* [WHAT IS REQUIRED] Each entry must appear in the answer exactly as written.

* [Dataset entries]
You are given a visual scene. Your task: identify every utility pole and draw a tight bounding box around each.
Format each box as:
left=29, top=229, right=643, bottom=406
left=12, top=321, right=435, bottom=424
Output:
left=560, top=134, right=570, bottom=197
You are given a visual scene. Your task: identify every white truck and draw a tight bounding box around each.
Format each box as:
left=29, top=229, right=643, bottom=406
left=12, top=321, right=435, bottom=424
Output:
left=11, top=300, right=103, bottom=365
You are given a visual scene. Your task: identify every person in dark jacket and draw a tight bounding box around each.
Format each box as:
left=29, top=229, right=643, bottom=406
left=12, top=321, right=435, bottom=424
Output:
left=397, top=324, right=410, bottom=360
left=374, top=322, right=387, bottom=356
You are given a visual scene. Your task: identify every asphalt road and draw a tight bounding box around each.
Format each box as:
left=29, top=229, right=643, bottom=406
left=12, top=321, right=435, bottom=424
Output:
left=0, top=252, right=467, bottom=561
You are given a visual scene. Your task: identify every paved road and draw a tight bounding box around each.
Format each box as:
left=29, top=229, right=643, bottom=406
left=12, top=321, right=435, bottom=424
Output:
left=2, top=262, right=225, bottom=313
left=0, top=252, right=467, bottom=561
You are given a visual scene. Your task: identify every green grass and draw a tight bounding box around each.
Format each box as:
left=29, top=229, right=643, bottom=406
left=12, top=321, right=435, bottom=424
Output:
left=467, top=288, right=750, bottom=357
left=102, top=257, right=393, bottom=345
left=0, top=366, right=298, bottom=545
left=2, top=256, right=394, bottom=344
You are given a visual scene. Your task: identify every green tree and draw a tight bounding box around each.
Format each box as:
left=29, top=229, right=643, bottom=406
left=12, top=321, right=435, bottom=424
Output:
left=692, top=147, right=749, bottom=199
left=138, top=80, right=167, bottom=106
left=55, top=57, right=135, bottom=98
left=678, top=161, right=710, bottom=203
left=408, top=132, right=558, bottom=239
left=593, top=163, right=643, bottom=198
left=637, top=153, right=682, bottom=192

* [ANSWER BOX]
You are given a visual scene. Your task: identify every utility pole and draw a tight bounding box around each.
Format each box as:
left=29, top=229, right=643, bottom=406
left=12, top=321, right=435, bottom=424
Output:
left=560, top=134, right=570, bottom=197
You are given a visual scene. Your task: identify every white truck and draw a tight bounding box around each.
Format each box as:
left=29, top=229, right=643, bottom=406
left=12, top=321, right=435, bottom=424
Output:
left=11, top=300, right=103, bottom=365
You are given a visual scene. Your task: identify every person in dark jacket and draw a tight bounding box around each.
Format each box as:
left=29, top=229, right=643, bottom=406
left=12, top=321, right=435, bottom=424
Output:
left=397, top=324, right=410, bottom=360
left=374, top=322, right=387, bottom=356
You are given a visual scene. Your task: identify every asphalt road and draw a tight bounding box around each.
Format each box as:
left=29, top=229, right=643, bottom=406
left=12, top=321, right=435, bottom=424
Output:
left=0, top=252, right=467, bottom=561
You are given a visual scene. Your task: identify every paved road and draw a tight bounding box around each.
Format each box as:
left=29, top=229, right=643, bottom=406
left=12, top=321, right=435, bottom=424
Output:
left=2, top=262, right=225, bottom=313
left=0, top=252, right=467, bottom=561
You are given a visual scene. Your task: identify every green grass and draw a tight bounding box around each.
Format each box as:
left=29, top=229, right=643, bottom=406
left=12, top=321, right=435, bottom=424
Output:
left=467, top=288, right=750, bottom=357
left=102, top=257, right=393, bottom=345
left=0, top=366, right=298, bottom=545
left=2, top=256, right=394, bottom=344
You are given a visual scene. Your task: identify every green tree and draw a tight bounding box around each.
Format each box as:
left=29, top=229, right=643, bottom=406
left=12, top=321, right=435, bottom=424
Output:
left=692, top=147, right=749, bottom=199
left=138, top=80, right=167, bottom=106
left=55, top=57, right=135, bottom=98
left=678, top=161, right=710, bottom=203
left=408, top=132, right=558, bottom=239
left=593, top=163, right=643, bottom=198
left=637, top=153, right=682, bottom=192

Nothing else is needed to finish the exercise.